[DIRECTION] Please duplicate the lines between the line holding "Annotation task: tag one point per instance of the twig" and the line holding "Annotation task: tag one point per instance of the green plant", inclusive, and nothing else.

>> BEGIN DATA FOR PROCESSING

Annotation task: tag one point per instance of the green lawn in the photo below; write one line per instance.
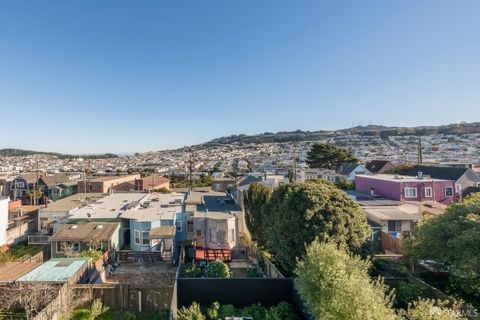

>> END DATA FOR PROCESSING
>> BEGIN DATA FOR PROCESSING

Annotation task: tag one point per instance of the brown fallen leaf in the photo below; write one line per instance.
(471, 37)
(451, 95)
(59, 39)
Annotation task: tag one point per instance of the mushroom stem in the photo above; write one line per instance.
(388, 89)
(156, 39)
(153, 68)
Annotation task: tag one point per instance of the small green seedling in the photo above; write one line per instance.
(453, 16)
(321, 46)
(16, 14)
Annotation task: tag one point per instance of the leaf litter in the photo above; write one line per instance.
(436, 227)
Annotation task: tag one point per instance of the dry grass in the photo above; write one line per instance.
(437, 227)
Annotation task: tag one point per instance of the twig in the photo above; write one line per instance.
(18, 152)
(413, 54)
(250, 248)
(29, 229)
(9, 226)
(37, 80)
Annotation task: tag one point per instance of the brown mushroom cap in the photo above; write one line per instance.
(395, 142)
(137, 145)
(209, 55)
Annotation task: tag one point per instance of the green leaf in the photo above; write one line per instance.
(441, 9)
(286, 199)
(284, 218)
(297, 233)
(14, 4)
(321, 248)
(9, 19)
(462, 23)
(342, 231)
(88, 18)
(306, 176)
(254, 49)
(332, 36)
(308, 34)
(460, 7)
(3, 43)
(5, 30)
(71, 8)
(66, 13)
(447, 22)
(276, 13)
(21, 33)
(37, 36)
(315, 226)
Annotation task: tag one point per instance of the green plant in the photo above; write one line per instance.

>> END DATA FOR PROCESSING

[COMPLETED TASK]
Annotation task: tag one point per instance of the twig in the photo above; write one line per instance.
(18, 152)
(413, 54)
(250, 248)
(29, 229)
(9, 226)
(37, 80)
Annotation task: tag one point per instance of the brown mushroom cap in the photo above; write one line per instance.
(395, 142)
(137, 145)
(209, 55)
Annotation task: tag one point per instance of the green leaf in the photo above; write one line per instance.
(441, 9)
(286, 199)
(284, 218)
(297, 233)
(14, 4)
(321, 248)
(9, 19)
(462, 23)
(342, 231)
(88, 18)
(306, 176)
(254, 49)
(332, 36)
(308, 34)
(460, 7)
(3, 43)
(5, 30)
(71, 8)
(66, 13)
(447, 22)
(276, 13)
(21, 33)
(37, 36)
(315, 226)
Annotation task: tag one point per instance of the green plant in the photo above; write one line per instance.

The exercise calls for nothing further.